SOURCE EXTRACT:
====================
Ephemeral devboxes: 10s spin-up (Stripe benchmark)

The 10-second devbox spin-up is the performance target that Stripe's agent infrastructure team set as the benchmark for production-grade agent environments.

·Ephemeral devboxes spin up in under 10 seconds (Stripe benchmark)
·Devboxes come pre-loaded with codebase, dependencies, and MCP tools
·Kernel-level policy enforcement restricts agent actions (syscall filtering, resource limits)

·Devbox spin-up P99 latency is under 30 seconds
·Firecracker microVMs or equivalent provide VM-level isolation with container-level startup speed

Evidence

·Devbox spin-up latency dashboard showing P50 under 10 seconds
·Devbox snapshot configuration showing pre-loaded codebase, deps, and MCP tools
·Kernel policy configuration (seccomp profiles, cgroup limits)

What It Is

The 10-second devbox spin-up is the performance target that Stripe's agent infrastructure team set as the benchmark for production-grade agent environments. The full sequence - environment provisioned, codebase present at the correct commit, dependencies installed, MCP tools configured, agent process started and ready to receive the task - in under 10 seconds. This target is not a theoretical aspiration; Stripe's "Minions" agent fleet achieves it in production with the infrastructure techniques described here.

Reaching 10 seconds requires combining multiple techniques. First, pre-warmed container pools (environments waiting in a ready state) eliminate the need to initialize from scratch on every task. Second, Firecracker microVMs or optimized Docker with snapshot support enable fast restore from a checkpointed state rather than full initialization. Third, content-addressable storage for the codebase means that cloning a large repository at a specific commit is a local operation against a pre-populated cache, not a network transfer from GitHub. Fourth, pre-installed and pre-authenticated MCP servers mean the agent does not spend time connecting and authenticating to tools when it starts.
====================
ENTRIES SUPPLIED:
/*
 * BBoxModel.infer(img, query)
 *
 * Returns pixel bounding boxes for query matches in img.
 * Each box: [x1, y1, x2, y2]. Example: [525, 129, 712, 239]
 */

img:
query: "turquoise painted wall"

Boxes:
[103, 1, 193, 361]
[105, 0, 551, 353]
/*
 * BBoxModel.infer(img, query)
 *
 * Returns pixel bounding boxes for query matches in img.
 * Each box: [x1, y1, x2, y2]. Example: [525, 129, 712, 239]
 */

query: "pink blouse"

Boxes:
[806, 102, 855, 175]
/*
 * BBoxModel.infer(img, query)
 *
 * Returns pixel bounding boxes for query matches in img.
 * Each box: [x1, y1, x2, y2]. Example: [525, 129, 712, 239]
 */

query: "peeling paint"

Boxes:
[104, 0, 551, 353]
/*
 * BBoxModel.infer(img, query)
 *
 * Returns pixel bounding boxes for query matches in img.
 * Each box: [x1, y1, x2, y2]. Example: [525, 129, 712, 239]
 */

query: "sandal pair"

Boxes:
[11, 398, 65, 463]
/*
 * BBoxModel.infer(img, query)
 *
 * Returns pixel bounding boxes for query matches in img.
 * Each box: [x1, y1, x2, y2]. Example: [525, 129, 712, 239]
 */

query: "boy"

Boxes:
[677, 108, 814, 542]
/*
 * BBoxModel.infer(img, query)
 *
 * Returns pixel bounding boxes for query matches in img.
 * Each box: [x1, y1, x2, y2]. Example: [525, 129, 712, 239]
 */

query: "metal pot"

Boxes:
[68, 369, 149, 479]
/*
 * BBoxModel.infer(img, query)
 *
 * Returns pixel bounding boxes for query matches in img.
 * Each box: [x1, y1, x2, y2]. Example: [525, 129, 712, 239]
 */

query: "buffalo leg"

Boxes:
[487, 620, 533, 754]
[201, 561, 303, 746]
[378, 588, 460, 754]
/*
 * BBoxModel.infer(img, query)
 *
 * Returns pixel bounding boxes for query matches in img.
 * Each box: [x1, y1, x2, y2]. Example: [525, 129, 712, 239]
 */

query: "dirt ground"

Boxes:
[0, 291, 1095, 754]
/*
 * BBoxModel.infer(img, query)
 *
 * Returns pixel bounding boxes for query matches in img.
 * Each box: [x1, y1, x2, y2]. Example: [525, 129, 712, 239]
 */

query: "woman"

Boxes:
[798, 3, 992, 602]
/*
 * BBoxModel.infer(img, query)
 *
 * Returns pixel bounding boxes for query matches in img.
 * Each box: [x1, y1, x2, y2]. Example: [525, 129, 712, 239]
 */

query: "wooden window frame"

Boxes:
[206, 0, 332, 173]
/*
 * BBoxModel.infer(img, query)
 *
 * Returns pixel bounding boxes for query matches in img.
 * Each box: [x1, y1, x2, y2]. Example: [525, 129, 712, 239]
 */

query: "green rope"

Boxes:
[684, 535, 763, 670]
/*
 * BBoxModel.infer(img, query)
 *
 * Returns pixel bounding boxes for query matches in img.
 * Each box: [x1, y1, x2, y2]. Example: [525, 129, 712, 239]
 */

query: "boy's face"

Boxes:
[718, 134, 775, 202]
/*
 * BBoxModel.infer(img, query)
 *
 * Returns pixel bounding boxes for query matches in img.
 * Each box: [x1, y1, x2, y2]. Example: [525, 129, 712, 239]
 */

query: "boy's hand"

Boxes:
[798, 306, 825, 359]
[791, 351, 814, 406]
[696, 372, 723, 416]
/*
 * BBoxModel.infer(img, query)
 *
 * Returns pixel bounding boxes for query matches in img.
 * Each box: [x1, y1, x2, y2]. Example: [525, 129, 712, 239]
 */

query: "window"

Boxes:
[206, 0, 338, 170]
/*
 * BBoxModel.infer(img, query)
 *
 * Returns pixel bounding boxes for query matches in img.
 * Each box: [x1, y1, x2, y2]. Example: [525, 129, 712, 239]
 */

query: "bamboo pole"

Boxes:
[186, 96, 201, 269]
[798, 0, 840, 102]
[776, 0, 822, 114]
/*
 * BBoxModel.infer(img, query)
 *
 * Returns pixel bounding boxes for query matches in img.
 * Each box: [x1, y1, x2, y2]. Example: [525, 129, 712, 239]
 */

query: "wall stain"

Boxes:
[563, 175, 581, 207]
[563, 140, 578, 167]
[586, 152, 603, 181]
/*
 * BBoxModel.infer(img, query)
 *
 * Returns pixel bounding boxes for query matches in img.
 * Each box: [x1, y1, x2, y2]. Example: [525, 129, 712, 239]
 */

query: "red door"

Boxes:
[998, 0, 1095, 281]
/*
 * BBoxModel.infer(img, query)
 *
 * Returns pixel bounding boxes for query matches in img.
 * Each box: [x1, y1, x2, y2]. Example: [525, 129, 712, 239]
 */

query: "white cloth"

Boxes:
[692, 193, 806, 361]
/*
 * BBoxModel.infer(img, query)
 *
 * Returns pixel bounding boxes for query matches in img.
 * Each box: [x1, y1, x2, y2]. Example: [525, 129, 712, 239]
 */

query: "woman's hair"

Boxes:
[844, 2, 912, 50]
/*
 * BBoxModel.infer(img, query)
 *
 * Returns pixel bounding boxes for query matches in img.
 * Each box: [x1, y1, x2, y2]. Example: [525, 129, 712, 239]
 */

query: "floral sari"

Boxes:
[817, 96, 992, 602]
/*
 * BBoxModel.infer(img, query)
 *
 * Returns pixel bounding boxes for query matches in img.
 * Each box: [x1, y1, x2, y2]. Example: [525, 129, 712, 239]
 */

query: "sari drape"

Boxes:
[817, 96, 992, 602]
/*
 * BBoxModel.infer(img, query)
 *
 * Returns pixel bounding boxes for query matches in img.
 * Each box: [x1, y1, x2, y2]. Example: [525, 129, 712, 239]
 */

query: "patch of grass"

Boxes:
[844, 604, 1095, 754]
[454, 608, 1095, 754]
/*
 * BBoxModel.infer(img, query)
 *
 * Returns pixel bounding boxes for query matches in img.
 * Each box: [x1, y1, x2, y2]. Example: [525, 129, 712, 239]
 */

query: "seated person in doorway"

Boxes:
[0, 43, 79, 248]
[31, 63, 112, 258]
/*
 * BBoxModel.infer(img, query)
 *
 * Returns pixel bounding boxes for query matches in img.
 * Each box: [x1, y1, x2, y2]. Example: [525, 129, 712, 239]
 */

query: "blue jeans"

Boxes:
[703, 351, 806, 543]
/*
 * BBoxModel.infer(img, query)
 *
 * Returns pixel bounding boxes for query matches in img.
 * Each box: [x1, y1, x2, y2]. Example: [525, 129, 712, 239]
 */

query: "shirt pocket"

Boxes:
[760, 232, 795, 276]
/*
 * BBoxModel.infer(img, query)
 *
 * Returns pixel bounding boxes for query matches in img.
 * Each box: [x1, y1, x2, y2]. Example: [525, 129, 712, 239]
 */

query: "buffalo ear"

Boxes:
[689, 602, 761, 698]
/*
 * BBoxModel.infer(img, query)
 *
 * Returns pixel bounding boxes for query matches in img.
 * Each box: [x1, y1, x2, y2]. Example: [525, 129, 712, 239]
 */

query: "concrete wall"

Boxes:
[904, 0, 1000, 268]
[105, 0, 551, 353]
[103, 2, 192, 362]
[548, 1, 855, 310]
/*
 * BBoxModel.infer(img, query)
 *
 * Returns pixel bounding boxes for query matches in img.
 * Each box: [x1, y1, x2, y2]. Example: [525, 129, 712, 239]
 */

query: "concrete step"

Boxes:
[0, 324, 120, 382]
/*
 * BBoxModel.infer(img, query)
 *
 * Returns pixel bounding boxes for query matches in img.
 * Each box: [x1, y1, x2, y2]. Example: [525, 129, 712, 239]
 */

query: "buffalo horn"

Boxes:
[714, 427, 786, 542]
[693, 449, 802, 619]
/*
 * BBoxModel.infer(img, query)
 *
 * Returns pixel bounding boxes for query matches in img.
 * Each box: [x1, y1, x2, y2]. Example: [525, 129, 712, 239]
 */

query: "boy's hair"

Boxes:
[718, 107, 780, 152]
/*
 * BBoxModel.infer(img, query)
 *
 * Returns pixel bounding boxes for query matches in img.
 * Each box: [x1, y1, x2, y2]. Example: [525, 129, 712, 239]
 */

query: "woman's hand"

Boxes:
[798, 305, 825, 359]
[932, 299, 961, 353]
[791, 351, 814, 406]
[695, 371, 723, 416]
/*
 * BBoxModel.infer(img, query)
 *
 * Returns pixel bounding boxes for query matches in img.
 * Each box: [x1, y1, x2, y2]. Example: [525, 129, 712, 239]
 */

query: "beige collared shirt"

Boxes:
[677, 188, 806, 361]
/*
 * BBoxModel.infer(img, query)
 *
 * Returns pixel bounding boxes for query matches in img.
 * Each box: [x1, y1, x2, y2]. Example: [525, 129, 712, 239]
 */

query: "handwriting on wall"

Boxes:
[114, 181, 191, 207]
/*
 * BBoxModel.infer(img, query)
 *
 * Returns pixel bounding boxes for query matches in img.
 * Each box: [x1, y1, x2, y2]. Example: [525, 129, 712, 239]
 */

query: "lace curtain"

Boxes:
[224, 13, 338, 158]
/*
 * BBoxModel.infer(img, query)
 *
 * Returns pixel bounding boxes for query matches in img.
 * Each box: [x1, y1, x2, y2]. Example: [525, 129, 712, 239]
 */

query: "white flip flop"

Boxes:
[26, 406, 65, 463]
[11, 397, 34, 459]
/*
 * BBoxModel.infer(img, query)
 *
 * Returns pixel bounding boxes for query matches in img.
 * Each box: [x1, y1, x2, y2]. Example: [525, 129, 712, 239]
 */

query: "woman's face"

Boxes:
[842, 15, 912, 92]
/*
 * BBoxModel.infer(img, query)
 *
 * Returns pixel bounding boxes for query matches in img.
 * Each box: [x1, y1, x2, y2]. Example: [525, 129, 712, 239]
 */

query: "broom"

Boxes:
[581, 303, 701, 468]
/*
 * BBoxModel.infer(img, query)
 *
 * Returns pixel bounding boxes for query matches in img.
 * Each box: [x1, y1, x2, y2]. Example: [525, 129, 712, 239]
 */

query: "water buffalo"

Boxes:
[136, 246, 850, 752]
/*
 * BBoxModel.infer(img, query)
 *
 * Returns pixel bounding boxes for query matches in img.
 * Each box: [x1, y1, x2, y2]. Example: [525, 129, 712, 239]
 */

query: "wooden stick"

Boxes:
====================
REQUIREMENT:
Using the devbox page, answer these:
(a) What P99 latency does it give for devbox spin-up?
(b) Which two things does the Evidence section list for the kernel policy configuration?
(c) What is the name of Stripe's agent fleet that meets the 10-second target in production?
The items stand apart from the devbox page and are separate material.

RESPONSE TO THE EXERCISE:
(a) Under 30 seconds.
(b) Seccomp profiles and cgroup limits.
(c) "Minions."